>> BEGIN
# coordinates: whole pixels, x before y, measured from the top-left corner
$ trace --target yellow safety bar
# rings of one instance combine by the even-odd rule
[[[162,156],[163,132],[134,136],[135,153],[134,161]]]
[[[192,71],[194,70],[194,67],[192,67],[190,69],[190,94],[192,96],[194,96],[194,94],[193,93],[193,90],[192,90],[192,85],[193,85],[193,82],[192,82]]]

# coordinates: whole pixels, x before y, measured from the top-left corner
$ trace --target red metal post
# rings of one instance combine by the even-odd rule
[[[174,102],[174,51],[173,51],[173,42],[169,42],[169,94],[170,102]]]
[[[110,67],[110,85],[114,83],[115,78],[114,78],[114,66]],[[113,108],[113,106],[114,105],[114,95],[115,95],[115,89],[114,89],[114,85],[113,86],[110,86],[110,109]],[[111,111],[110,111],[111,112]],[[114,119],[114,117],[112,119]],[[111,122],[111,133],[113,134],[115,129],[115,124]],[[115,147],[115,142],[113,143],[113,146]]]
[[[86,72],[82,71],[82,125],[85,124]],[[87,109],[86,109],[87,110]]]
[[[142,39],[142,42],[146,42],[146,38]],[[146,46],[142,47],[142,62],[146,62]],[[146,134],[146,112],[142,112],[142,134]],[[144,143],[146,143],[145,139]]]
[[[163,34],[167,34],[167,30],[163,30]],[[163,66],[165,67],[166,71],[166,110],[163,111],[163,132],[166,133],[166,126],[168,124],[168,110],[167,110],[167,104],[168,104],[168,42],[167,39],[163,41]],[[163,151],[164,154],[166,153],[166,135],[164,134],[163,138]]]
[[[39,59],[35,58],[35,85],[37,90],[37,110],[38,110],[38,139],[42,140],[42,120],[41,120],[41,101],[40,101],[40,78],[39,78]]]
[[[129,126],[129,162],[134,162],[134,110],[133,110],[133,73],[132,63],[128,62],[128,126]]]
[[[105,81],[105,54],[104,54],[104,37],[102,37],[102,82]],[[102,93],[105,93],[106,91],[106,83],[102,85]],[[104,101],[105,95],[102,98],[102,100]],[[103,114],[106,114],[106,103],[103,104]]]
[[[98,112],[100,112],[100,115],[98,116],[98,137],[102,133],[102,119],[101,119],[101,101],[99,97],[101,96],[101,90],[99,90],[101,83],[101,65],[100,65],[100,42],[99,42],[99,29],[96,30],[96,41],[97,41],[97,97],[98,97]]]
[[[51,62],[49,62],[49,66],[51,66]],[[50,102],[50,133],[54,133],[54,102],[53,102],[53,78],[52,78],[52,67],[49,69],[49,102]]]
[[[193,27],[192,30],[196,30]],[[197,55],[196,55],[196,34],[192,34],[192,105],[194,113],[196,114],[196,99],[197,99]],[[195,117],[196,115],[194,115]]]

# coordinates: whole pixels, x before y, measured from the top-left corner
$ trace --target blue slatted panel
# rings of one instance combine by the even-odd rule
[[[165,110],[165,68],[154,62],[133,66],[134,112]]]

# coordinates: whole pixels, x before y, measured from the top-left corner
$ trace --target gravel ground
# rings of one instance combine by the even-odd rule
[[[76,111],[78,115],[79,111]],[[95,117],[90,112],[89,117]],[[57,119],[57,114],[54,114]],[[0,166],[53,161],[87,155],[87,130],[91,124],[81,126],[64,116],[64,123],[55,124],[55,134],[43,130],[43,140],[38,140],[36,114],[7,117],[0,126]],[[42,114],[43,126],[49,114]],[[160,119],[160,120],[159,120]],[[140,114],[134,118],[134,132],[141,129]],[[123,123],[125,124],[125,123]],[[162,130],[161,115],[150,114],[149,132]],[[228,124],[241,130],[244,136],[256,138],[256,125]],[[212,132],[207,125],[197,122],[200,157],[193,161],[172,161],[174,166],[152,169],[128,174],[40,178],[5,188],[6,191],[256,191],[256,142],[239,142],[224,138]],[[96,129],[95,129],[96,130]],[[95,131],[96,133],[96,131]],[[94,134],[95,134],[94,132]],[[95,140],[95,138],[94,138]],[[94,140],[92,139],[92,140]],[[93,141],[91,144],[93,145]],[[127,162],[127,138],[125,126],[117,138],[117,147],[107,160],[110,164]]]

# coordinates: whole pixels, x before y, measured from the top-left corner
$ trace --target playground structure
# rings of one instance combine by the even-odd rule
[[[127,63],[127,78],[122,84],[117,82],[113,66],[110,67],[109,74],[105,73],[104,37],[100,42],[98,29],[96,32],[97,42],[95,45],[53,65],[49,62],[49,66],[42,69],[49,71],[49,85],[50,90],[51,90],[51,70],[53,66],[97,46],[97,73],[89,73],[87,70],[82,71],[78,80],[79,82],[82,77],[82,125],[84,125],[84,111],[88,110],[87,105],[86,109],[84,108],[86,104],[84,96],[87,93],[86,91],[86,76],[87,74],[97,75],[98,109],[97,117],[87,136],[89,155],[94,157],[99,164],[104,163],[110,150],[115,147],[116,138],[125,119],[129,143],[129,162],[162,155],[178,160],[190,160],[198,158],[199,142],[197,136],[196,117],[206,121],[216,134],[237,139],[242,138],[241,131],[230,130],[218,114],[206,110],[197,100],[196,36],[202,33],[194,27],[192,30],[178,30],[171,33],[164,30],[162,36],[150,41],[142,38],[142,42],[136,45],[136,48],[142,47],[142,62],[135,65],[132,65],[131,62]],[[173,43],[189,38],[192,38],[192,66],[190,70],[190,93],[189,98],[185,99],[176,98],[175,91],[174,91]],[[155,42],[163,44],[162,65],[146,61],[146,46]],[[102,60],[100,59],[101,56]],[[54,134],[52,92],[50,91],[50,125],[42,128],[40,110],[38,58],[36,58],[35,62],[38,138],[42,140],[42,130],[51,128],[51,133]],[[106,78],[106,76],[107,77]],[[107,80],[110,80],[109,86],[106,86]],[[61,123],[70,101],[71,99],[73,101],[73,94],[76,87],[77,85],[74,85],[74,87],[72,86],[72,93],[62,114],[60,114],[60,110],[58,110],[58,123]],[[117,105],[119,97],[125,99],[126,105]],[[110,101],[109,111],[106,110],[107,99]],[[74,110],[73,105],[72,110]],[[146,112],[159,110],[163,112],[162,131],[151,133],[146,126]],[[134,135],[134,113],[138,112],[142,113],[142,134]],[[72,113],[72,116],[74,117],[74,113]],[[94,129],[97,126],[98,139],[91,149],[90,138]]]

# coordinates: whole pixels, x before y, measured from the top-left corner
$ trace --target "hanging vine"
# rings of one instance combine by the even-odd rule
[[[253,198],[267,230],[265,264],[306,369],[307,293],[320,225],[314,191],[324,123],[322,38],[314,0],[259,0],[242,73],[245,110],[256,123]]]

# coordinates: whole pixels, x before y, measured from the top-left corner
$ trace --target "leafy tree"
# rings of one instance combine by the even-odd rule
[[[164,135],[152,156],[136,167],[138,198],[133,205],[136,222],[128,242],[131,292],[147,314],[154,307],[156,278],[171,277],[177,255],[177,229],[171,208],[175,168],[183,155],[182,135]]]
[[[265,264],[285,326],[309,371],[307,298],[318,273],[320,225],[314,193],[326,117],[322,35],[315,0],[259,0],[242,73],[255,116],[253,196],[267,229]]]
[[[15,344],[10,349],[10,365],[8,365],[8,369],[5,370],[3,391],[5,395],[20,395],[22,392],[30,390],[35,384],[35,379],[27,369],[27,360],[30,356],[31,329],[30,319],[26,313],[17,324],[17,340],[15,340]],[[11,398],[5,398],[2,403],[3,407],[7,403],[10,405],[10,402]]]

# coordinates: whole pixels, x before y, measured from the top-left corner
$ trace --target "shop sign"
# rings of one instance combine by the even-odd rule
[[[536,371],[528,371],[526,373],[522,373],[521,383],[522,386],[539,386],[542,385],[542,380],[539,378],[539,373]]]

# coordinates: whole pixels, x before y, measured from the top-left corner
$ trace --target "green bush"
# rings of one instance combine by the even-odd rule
>> END
**EXERCISE DESCRIPTION**
Collect every line of the data above that contains the word "target".

**WORKED ANSWER**
$ trace --target yellow safety bar
$ trace --target red metal post
$ trace --target blue slatted panel
$ trace --target gravel ground
$ trace --target playground structure
$ trace --target "hanging vine"
$ trace --target "leafy tree"
$ trace --target "shop sign"
$ trace --target "green bush"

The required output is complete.